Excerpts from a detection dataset
------

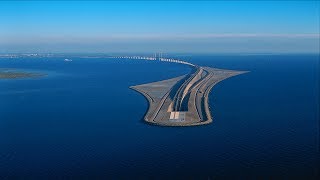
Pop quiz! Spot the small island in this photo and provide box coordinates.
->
[0,68,46,79]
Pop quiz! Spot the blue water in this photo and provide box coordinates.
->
[0,55,319,179]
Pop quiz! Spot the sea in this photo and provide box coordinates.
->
[0,54,319,180]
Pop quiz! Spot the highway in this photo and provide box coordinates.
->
[130,57,247,126]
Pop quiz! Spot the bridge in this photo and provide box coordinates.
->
[113,56,247,126]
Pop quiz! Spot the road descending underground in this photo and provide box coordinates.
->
[130,57,247,126]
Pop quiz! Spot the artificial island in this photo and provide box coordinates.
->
[112,56,248,126]
[0,68,46,79]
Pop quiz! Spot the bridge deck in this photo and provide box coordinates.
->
[131,67,246,126]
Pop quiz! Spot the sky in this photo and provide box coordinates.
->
[0,1,320,53]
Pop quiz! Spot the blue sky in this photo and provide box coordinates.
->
[0,1,320,53]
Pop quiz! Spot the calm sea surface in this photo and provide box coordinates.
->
[0,55,319,179]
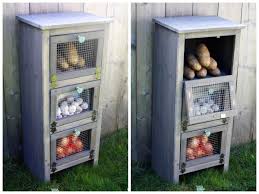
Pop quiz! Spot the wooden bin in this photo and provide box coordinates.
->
[152,16,243,183]
[17,12,111,181]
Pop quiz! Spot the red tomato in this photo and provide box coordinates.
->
[60,137,70,148]
[56,146,66,158]
[200,135,209,145]
[204,142,213,155]
[188,137,200,149]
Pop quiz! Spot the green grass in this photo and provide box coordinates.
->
[132,142,256,191]
[3,129,128,191]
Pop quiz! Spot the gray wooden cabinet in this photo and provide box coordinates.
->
[152,16,246,183]
[17,12,112,181]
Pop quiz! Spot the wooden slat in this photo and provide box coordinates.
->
[30,3,58,14]
[165,3,192,16]
[192,3,218,16]
[58,3,84,12]
[136,3,165,160]
[3,3,29,156]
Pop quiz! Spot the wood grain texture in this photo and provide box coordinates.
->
[3,3,29,156]
[192,3,219,16]
[136,4,165,160]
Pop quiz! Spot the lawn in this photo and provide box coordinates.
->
[3,129,128,191]
[132,142,256,191]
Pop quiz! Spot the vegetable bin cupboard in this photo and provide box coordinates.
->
[17,12,111,181]
[152,16,246,182]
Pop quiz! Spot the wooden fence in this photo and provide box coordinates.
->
[131,3,256,161]
[3,3,128,156]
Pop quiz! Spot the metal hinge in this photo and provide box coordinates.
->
[89,150,94,160]
[219,154,225,164]
[51,162,57,172]
[92,110,97,121]
[95,67,101,79]
[50,74,57,88]
[50,121,57,133]
[181,162,186,173]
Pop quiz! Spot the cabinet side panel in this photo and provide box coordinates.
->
[19,23,45,180]
[152,24,178,180]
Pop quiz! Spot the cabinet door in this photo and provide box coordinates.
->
[180,125,227,173]
[50,31,104,86]
[51,122,96,172]
[185,76,236,124]
[50,80,100,127]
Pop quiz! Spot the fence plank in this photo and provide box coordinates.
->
[3,3,29,156]
[30,3,58,13]
[136,3,165,160]
[131,3,137,160]
[192,3,219,16]
[58,3,84,12]
[165,3,192,16]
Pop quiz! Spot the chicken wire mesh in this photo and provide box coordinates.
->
[56,88,94,120]
[186,132,222,161]
[190,82,232,116]
[56,39,98,73]
[56,130,91,160]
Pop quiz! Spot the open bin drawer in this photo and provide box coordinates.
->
[50,31,104,83]
[50,80,100,128]
[184,76,236,125]
[180,125,228,174]
[51,122,96,173]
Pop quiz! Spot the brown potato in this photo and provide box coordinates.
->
[208,68,221,76]
[66,42,79,66]
[186,54,201,71]
[196,44,210,68]
[183,65,195,80]
[196,67,207,78]
[77,56,85,68]
[57,56,69,71]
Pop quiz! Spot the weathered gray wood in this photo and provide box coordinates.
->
[165,3,192,17]
[152,25,183,182]
[20,23,50,180]
[17,12,112,30]
[192,3,219,16]
[153,16,244,33]
[3,3,29,157]
[136,3,165,161]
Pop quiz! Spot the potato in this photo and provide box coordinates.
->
[66,42,79,66]
[196,44,210,68]
[196,67,207,78]
[183,66,195,79]
[186,54,201,71]
[207,57,218,70]
[208,68,221,76]
[57,56,69,71]
[77,56,85,68]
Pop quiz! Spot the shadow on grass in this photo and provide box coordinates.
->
[3,129,128,191]
[131,141,256,191]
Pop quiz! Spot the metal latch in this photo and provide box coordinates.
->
[92,110,97,121]
[89,150,94,160]
[181,162,186,173]
[51,162,57,172]
[95,67,101,79]
[219,154,225,164]
[50,74,57,88]
[50,121,57,133]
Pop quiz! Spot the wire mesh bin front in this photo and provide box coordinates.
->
[50,31,104,81]
[180,125,227,173]
[51,123,96,172]
[51,81,100,127]
[185,76,236,124]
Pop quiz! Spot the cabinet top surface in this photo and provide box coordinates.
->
[16,12,112,30]
[153,16,245,33]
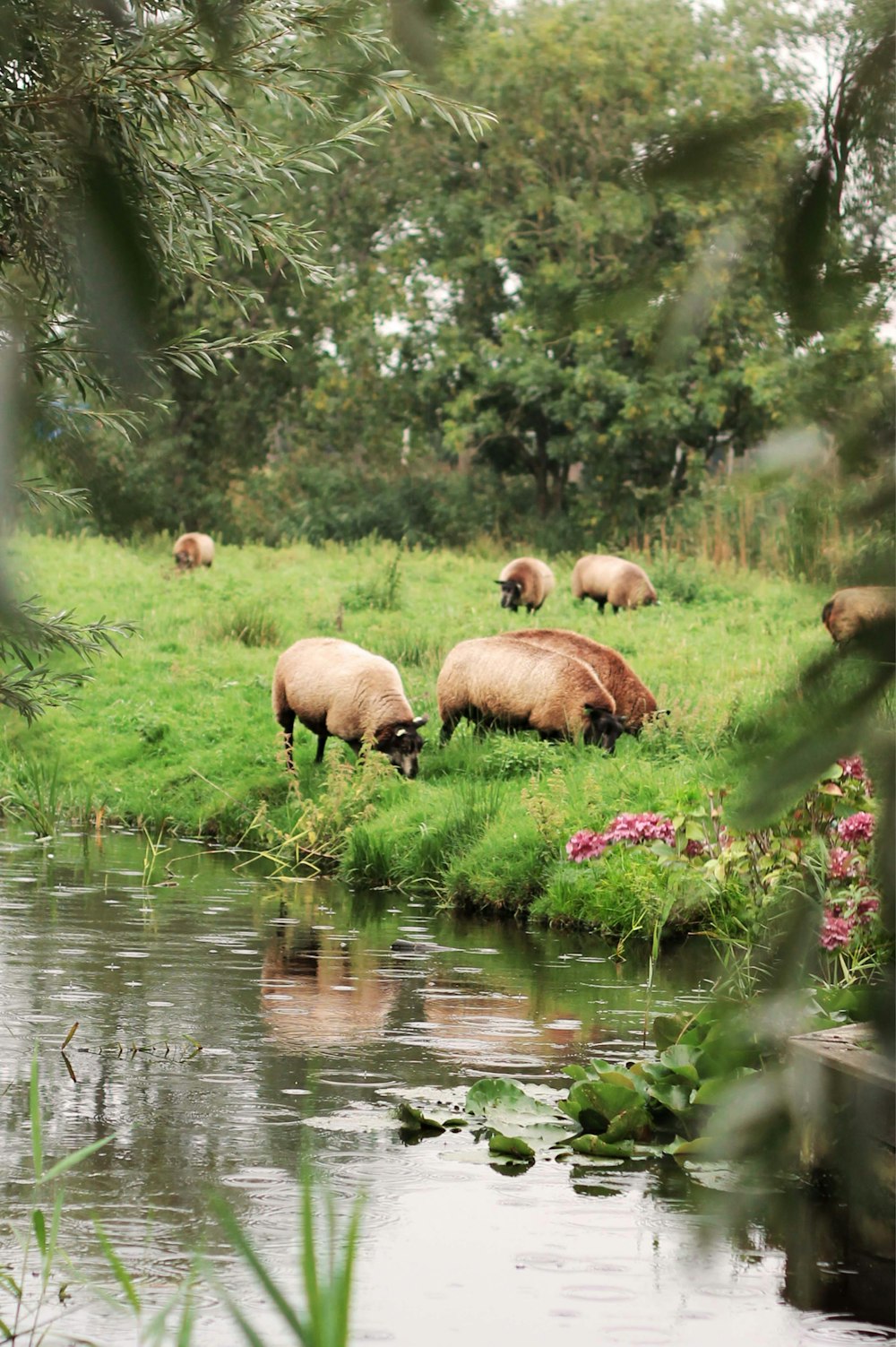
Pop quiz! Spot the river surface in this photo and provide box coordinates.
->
[0,833,896,1347]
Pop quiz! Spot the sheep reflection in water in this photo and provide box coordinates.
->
[262,928,396,1050]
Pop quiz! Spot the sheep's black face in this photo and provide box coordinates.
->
[376,715,428,781]
[585,706,625,753]
[497,581,522,613]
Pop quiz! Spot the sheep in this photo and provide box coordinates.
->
[506,626,656,734]
[271,635,428,779]
[495,557,554,613]
[573,557,658,613]
[822,584,896,645]
[436,635,623,753]
[174,533,214,571]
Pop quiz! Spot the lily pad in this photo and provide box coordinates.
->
[570,1135,634,1160]
[489,1132,535,1161]
[395,1103,444,1135]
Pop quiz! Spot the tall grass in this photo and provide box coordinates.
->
[0,1056,364,1347]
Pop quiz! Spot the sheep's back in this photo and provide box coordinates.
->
[822,584,896,641]
[272,635,411,739]
[506,626,656,733]
[436,635,616,731]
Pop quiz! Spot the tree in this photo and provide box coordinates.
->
[0,0,484,715]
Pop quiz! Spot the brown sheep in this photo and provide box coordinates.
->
[495,557,556,613]
[436,635,623,753]
[174,533,214,571]
[822,584,896,645]
[573,555,658,613]
[271,635,428,777]
[506,626,656,734]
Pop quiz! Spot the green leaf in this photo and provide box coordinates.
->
[660,1042,701,1085]
[489,1132,535,1161]
[38,1133,115,1183]
[570,1135,634,1160]
[29,1045,43,1183]
[601,1101,650,1143]
[465,1076,556,1122]
[653,1015,687,1052]
[93,1219,140,1315]
[650,1077,693,1117]
[395,1101,444,1135]
[31,1207,47,1258]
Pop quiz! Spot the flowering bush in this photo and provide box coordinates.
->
[837,811,874,842]
[566,814,675,862]
[566,757,880,978]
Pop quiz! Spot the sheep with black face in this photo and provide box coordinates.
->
[172,533,214,571]
[436,635,624,753]
[572,555,658,613]
[271,635,428,777]
[506,626,657,736]
[822,584,896,649]
[495,557,554,613]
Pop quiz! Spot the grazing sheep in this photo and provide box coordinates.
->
[573,557,658,613]
[174,533,214,571]
[506,626,656,734]
[822,584,896,645]
[495,557,554,613]
[271,635,428,777]
[436,635,623,753]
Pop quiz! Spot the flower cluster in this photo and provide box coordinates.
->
[827,846,865,879]
[837,809,874,842]
[566,814,675,862]
[818,893,880,950]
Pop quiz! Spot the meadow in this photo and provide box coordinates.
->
[0,535,830,940]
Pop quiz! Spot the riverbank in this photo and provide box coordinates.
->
[0,536,829,937]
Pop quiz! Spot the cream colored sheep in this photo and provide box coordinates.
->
[495,557,556,613]
[573,555,656,613]
[271,635,428,777]
[822,584,896,645]
[506,626,656,734]
[174,533,214,571]
[436,635,623,753]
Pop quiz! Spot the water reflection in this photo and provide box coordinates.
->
[0,833,892,1347]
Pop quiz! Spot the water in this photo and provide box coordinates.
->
[0,833,894,1347]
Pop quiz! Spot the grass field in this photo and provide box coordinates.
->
[0,535,829,937]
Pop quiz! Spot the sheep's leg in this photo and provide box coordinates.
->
[278,706,295,772]
[439,715,458,747]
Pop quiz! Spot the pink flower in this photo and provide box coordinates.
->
[837,757,865,781]
[837,811,874,842]
[566,828,607,862]
[818,912,856,950]
[827,846,862,879]
[856,897,880,926]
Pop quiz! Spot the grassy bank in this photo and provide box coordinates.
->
[0,536,829,935]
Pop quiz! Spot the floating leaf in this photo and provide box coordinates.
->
[395,1103,444,1135]
[489,1132,535,1161]
[570,1135,634,1160]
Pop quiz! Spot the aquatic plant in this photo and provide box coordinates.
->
[203,1165,364,1347]
[0,1050,113,1347]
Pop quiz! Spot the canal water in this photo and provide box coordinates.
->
[0,833,894,1347]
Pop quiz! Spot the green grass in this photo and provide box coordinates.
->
[0,536,827,935]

------

Please copy the entries word for word, from the start through the line that contains "[131,67,246,126]", including both ends and leaving out the pictures.

Pop quiz! Spot the small island in this photo and provide box coordinates.
->
[0,68,46,79]
Pop quiz! Spot the blue water in this photo and provide box coordinates.
->
[0,55,319,179]
Pop quiz! Spot the sea in this photo and provide box coordinates.
->
[0,54,319,180]
Pop quiz! Spot the highway in this photo and provide box coordinates.
->
[130,57,247,126]
Pop quiz! Spot the bridge in this photo and provide box coordinates.
->
[113,56,247,126]
Pop quiz! Spot the road descending underground in this photo and provide box coordinates.
->
[130,57,247,126]
Pop quiz! Spot the artificial island in this photo and provide box coordinates.
->
[112,56,248,126]
[0,68,46,79]
Pop quiz! Spot the bridge deck in this photo and provide box coordinates.
->
[131,67,246,126]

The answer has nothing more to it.